[[ TASK INPUTS, beginning ]]

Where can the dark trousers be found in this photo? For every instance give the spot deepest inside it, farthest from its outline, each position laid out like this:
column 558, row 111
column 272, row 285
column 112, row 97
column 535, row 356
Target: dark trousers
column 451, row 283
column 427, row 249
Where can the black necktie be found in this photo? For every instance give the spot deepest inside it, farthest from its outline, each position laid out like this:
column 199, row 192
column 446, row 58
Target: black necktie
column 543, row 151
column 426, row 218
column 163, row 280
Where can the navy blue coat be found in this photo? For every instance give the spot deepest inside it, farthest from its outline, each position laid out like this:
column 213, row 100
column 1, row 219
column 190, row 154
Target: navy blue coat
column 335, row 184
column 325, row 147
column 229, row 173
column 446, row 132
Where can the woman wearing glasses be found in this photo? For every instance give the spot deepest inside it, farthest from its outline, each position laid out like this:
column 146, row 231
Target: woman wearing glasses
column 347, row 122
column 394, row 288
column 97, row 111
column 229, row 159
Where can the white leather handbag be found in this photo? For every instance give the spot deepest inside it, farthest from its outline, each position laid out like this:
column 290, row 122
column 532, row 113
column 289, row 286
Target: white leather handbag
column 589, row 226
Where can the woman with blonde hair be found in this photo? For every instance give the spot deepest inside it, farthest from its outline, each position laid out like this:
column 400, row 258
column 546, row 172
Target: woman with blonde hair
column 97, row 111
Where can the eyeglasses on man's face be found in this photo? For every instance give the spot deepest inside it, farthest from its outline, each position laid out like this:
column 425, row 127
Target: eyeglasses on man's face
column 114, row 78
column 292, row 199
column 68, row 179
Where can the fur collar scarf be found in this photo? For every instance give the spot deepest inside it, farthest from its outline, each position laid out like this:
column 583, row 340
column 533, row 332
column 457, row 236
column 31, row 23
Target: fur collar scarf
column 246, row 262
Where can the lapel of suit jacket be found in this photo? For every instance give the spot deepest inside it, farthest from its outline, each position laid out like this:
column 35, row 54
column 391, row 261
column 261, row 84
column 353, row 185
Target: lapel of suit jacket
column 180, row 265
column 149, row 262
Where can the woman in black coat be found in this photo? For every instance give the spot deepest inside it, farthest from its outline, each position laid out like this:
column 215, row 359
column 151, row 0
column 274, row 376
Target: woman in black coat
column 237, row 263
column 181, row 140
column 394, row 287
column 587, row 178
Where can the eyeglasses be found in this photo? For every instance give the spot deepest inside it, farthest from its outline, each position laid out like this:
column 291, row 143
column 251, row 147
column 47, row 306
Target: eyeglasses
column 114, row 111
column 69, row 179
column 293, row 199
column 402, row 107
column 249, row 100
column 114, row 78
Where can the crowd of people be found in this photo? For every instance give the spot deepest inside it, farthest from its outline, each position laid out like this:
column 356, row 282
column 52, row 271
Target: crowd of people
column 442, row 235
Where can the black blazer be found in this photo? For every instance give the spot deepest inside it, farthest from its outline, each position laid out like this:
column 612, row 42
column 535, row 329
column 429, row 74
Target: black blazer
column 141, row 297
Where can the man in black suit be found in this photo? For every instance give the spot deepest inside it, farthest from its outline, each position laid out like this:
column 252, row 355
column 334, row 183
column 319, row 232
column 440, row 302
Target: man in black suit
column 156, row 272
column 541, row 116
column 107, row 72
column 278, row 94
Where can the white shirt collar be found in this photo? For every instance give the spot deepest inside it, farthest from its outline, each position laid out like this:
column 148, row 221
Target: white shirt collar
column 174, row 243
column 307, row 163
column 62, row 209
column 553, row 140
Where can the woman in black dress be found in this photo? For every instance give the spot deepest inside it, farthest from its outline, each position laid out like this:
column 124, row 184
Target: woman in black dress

[[ TASK INPUTS, end ]]

TASK GOAL: Give only the lines from the one holding "column 425, row 127" through the one holding "Where can the eyeglasses be", each restated exactly as it appears above.

PROBLEM SOLUTION:
column 425, row 127
Target: eyeglasses on man's face
column 114, row 78
column 292, row 199
column 68, row 179
Where can the fur collar scarf be found in this photo? For every instance give the spot deepest inside it, farthest from its outline, each position laid out like this:
column 583, row 340
column 533, row 332
column 457, row 236
column 31, row 23
Target: fur collar scarf
column 246, row 262
Where can the lapel of suit jacket be found in this photo? For every instance give the spot deepest inside it, farthest from its outline, each position laid out like this:
column 35, row 54
column 391, row 261
column 261, row 84
column 353, row 185
Target: lapel of suit jacket
column 180, row 265
column 149, row 262
Where can the woman in black coat be found in this photo? For every instance give the spot deepest inside it, farthest from its outline, each position laid out like this:
column 215, row 359
column 151, row 0
column 274, row 376
Target: woman in black coat
column 237, row 263
column 181, row 140
column 394, row 287
column 587, row 178
Where can the eyeglasses be found in this photo? For every instance give the spot deepest inside it, farthest from its outline, each position laid out like this:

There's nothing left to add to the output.